== DATA SHOWN ==
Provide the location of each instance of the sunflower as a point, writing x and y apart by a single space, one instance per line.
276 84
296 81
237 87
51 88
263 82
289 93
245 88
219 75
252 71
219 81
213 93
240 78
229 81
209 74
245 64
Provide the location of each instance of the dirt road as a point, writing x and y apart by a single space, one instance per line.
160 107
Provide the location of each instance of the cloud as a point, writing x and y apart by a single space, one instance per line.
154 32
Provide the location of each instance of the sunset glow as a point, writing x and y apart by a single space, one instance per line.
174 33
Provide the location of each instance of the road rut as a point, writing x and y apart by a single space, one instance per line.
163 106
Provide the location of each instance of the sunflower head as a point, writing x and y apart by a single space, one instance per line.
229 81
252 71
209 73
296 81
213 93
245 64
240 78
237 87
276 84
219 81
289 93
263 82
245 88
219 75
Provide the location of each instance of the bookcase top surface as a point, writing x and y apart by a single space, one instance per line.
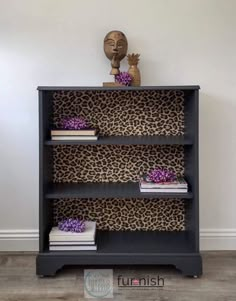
99 88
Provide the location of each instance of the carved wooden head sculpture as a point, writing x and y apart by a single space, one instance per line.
115 48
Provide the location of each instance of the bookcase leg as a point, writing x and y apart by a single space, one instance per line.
190 266
47 267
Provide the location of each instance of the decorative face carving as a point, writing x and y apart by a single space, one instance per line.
115 48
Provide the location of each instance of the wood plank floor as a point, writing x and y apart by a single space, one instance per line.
18 281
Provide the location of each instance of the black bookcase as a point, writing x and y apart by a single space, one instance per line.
178 246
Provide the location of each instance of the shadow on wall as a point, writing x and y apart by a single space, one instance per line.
217 161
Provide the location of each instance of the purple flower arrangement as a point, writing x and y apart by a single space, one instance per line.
159 175
74 123
72 225
123 78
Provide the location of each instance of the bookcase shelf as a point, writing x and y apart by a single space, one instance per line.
169 119
128 140
124 242
106 190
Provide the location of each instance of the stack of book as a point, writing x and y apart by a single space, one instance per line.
177 186
72 241
85 134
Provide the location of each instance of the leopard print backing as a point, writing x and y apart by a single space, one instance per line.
117 163
124 214
146 112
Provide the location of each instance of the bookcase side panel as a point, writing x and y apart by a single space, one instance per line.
191 154
45 168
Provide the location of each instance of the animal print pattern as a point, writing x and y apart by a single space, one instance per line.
145 112
117 163
124 214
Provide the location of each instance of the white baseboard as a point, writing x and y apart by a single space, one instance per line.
19 240
27 240
217 239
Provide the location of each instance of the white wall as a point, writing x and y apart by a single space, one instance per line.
58 42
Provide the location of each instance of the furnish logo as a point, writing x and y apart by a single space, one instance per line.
143 282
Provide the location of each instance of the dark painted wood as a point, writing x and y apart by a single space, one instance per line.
177 248
99 88
190 264
105 190
129 140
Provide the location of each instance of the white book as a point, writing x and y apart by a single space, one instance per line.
160 190
87 235
73 243
76 138
72 248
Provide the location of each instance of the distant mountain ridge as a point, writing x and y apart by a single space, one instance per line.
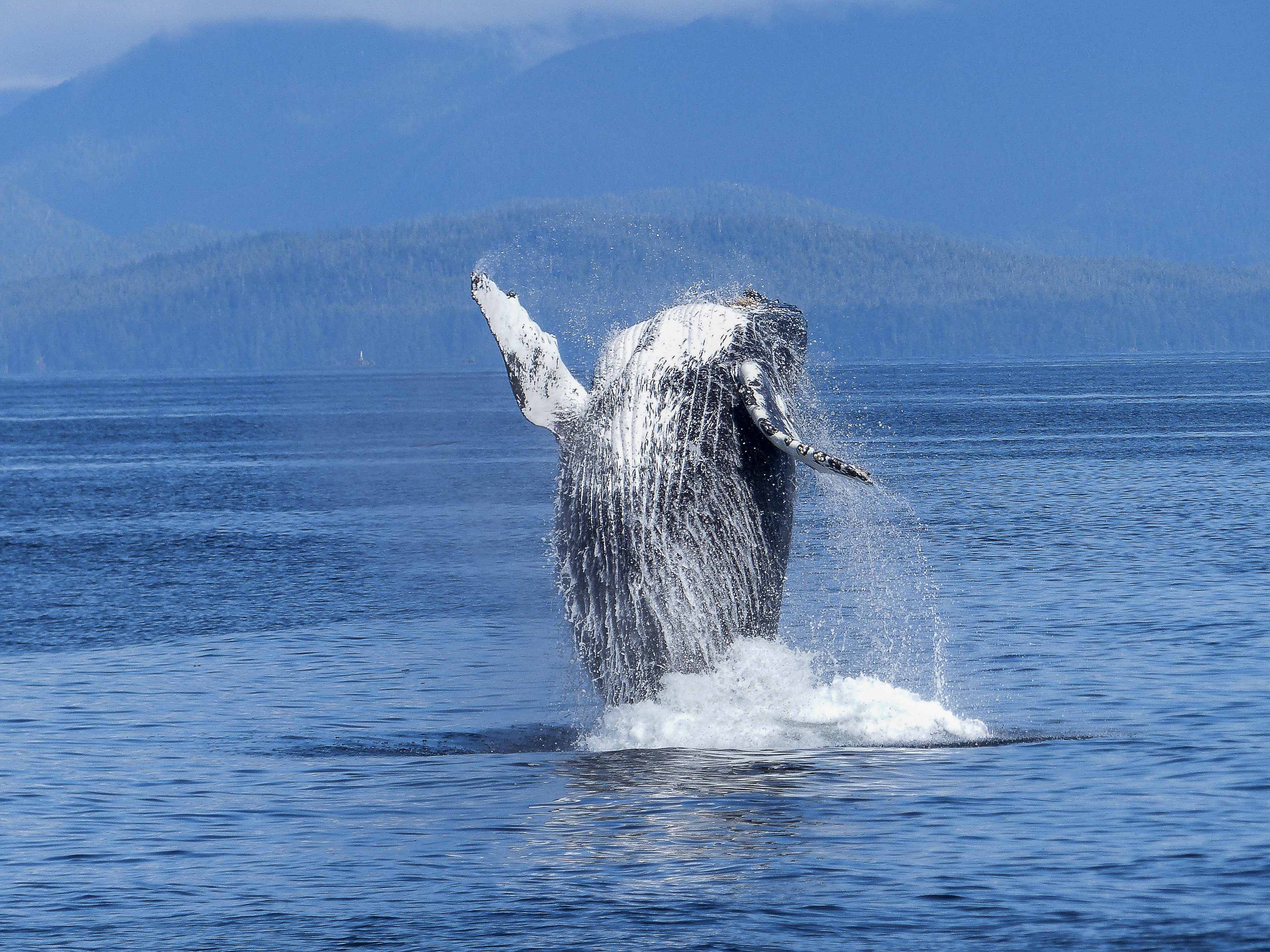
1104 128
401 294
37 242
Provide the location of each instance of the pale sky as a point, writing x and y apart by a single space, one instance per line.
44 42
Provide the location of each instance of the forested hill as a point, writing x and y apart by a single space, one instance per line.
401 294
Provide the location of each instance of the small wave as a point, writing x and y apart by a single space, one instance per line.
764 696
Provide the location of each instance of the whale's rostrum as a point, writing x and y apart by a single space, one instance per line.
675 495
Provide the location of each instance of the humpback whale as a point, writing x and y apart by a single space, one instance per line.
675 495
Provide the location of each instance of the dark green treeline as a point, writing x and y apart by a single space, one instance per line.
401 294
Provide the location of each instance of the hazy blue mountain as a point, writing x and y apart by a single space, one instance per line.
1086 126
9 98
242 126
401 294
987 119
37 242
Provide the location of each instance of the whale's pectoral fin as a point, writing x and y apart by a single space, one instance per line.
768 410
548 394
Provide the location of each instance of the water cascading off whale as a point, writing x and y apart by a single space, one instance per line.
675 498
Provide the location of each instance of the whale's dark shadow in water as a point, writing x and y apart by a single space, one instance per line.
675 498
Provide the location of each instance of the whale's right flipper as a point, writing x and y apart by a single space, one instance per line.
769 414
548 394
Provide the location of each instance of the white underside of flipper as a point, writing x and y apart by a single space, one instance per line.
768 410
548 394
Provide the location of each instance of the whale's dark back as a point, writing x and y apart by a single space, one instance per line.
675 516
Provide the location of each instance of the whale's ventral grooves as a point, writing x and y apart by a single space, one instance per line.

== EXERCISE GOAL ==
Copy out the records exactly; the pictures stay behind.

== SOLUTION TO THE EXERCISE ==
Provide the location of each instance of the sunflower as a point, writing x and y apart by a single space, one instance per line.
276 84
296 81
237 87
51 88
263 82
289 93
245 88
219 75
252 71
219 81
213 93
240 78
229 81
209 74
245 64
Provide the location of each instance of the dirt road as a point, writing x and y apart by a single space, one instance per line.
160 107
Provide the location of each instance of the cloud as a point, writing x and y apart by a single space, one instance per line.
154 32
Provide the location of each instance of the sunset glow as a point, writing x and y apart by a single space, one instance per line.
174 33
Provide the location of each instance of the road rut as a point, writing x and y apart by a single space, one instance per line.
163 106
Provide the location of each instance of the sunflower head as a point, writing x and y apart by a single space, one instance per line.
229 81
252 71
209 73
296 81
213 93
245 64
240 78
237 87
276 84
219 81
289 93
263 82
245 88
219 75
Provide the location of each instance of the bookcase top surface as a point, writing x and y apart by a single space, one instance per line.
99 88
Provide the location of each instance of the carved wooden head sculpture as a point, writing x and y apart by a single space, one instance per line.
115 48
Provide the location of each instance of the bookcase leg as a point, writing x and y apart by a single space, one instance per line.
190 266
47 267
Provide the location of each instance of the decorative face carving as a point, writing x and y apart by a single space, one instance per line.
115 48
Provide the location of each instance of the wood plank floor as a point, writing x and y apart by a single space, one instance per line.
18 281
Provide the location of each instance of the black bookcase as a point, writing x and y apart by a single space, one instance per line.
178 246
Provide the location of each instance of the shadow on wall as a point, writing x and y apart by a single space, one instance per line.
217 161
Provide the location of each instance of the purple flower arrangement as a point, writing x and y apart by a single space, one instance per line.
159 175
74 123
72 225
123 78
Provide the location of each instance of the bookcase shelf as a point, writing x and y apart by a single space, one instance per line.
169 119
128 140
124 242
106 190
Provide the location of each instance of the stack of book as a point, writing x and y apart by a single space, one instance per line.
177 186
72 241
85 134
Provide the location of each instance of the leopard print backing as a point, writing x and y apart by a single space, one instance per line.
117 163
124 214
146 112
Provide the location of each instance of the bookcase side panel as a point, writing x and y apart by a single space, one instance per line.
191 154
45 168
Provide the location of each instance of the animal print pattern as a point, writing x and y apart by a single space, one instance per line.
145 112
117 163
124 214
Provide the location of each instance of the white baseboard as a point, writing x and y apart by a single space, one instance per line.
19 240
27 240
217 239
Provide the location of each instance of the white wall as a point, writing x and y apart by a single space, one instance per line.
58 42
Provide the location of each instance of the furnish logo as a point, writing x and y apart by a single space, one instance per line.
143 282
Provide the location of each instance of the dark painted wood as a point, writing x and y apart by a single space, one instance per line.
177 248
99 88
190 264
105 190
129 140
Provide the location of each instance of the white book as a point, writing x and y apart by a single space, one instance per line.
160 190
87 235
73 243
76 138
72 248
Provide the location of each instance of the distant mountain ridge as a point, writing x and y apart by a single space, one instance per line.
1104 128
401 294
37 242
Provide the location of each instance of the pale sky as a point, writing x and y apart by a single space, one instance per line.
44 42
Provide the location of each instance of the forested hill as a point, writing x and y apart by a single space, one instance per line.
401 294
Provide the location of each instance of the small wave as a point, writing x and y apart by a single space, one instance per line.
764 696
Provide the location of each instance of the whale's rostrum as a point, writing x and y apart by a single space, one instance per line.
675 495
Provide the location of each instance of the humpback whale as a point, writing x and y apart by a single space, one instance per line.
675 495
Provide the location of each instance of the dark green treeline as a point, writing x and y apart by a single space, one instance per line.
401 294
Provide the location of each instance of the hazy blue mountain as a point, writing x and y apart by a single space, one instance per line.
1086 126
9 98
242 126
401 294
987 119
37 242
Provide the location of each instance of the whale's pectoral fin as a point, writing x and y apart by a single space, one instance per line.
768 410
548 394
Provide the location of each instance of the water cascading off whale as a point, writing x and y apart by a single space, one instance per line.
675 498
Provide the location of each instance of the whale's dark shadow in water as a point, writing x and y apart by a single space, one instance per line.
675 498
Provide the location of each instance of the whale's right flipper as a point, writing x and y apart by a single space, one instance per line.
769 414
548 394
Provide the location of each instance of the white underside of flipper as a point, writing x and y apart by a single space, one instance per line.
768 410
548 394
Provide the location of each instance of the whale's dark back as a point, writing x and y apart by a single space, one instance per line.
675 516
Provide the location of each instance of the whale's ventral grooves as a point, writing x and y apart by a single space, one instance per line.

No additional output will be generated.